Gestellte Aufgabe 1
Wie lange muss Sanders laut dem Auszug warten, bevor er auf der Bühne reden kann?

Zu lesender Auszug
__________________________________________________

# taz.de -- Das Ziel: Trump verhindern
       
       > USA Beim Demokraten-Parteitag ruft Bernie Sanders dazu auf, Hillary
       > Clinton zu wählen
       
 (IMG) Bild: Eine Sanders-Anhängerin zeigt, für wen ihr Herz auch weiterhin schlägt
       
       Aus Philadelphia Frank Herrmann
       
       Kalifornien ist in der Mitte geteilt. Buchstäblich. Unten sitzen die
       Delegierten Hillary Clintons, oben die von Bernie Sanders, die von der
       Lautstärke her mindestens mithalten können. „Bernie! Bernie!“, skandieren
       sie auf den oberen Rängen des Stadionblocks, worauf sie unten ein zorniges
       „Hillary! Hillary!“ anstimmen.
       
       Die Poster, die sie oben in die Höhe halten, künden vom Widerstand gegen
       das angepeilte transpazifische Handelsabkommen, ein rotes Tuch für die
       Sanders-Anhänger: Sie zeigen ein Verkehrsverbotszeichen, dessen
       Diagonalbalken das Kürzel TPP überdeckt. Unten steht auf zartblauen
       Plakaten: „I’m with her“. „Ich bin mit ihr“: Gemeint ist natürlich Hillary
       Clinton.
       
       Stundenlang wogt es hin und her, stundenlang lassen die Schreiduelle an
       alles denken – nur nicht an den Schulterschluss, den die Parteitagsregie so
       gern inszenieren würde. Bis Sanders die Bühne betritt und erst mal drei
       Minuten warten muss, ehe er reden kann. Mit stehenden Ovationen wird er
       gefeiert, der Außenseiter, der der früheren Außenministerin um ein Haar die
       sicher geglaubte Kandidatur weggeschnappt hätte. Viele im Saal haben Tränen
       in den Augen. Seine Fans brüllen sich die Kehle heiser, falls sie nicht
       weinen.

__________________________________________________

Erfasste Daten
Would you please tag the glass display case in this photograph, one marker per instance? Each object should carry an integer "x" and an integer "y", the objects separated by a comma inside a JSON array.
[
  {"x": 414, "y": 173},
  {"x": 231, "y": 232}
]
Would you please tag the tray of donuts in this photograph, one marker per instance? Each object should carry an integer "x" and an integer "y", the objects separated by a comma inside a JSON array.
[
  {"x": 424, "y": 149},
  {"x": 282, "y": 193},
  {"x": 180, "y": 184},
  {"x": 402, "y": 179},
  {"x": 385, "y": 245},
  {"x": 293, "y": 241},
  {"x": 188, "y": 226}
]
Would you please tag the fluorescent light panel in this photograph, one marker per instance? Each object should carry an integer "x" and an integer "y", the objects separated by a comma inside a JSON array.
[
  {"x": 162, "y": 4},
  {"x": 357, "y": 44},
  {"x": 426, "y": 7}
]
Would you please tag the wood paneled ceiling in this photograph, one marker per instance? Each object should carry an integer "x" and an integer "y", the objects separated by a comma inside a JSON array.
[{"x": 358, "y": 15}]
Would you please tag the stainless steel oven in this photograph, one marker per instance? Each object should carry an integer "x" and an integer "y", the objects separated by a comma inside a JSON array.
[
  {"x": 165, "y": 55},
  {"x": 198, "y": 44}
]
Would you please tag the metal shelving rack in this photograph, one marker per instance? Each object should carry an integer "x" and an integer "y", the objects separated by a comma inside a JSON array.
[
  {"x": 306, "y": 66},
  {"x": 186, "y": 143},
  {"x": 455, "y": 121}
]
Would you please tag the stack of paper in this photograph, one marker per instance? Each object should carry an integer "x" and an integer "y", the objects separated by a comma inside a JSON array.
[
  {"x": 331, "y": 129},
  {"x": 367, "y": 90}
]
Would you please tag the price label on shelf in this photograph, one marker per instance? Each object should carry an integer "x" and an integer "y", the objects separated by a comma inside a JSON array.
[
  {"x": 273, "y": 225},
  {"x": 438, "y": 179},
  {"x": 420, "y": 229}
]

__________________________________________________

Gestellte Aufgabe 2
Gib in den Datenzeilen alles von der Zeile mit „Would you please tag the price“ bis zum Ende der Datenzeilen erneut aus und setze dabei „price tag“ an die Stelle von „price label“. Alles Übrige bleibt unverändert.

Richtige Antwort 1
Drei Minuten.

Richtige Antwort 2
Would you please tag the price tag on shelf in this photograph, one marker per instance? Each object should carry an integer "x" and an integer "y", the objects separated by a comma inside a JSON array.
[
  {"x": 273, "y": 225},
  {"x": 438, "y": 179},
  {"x": 420, "y": 229}
]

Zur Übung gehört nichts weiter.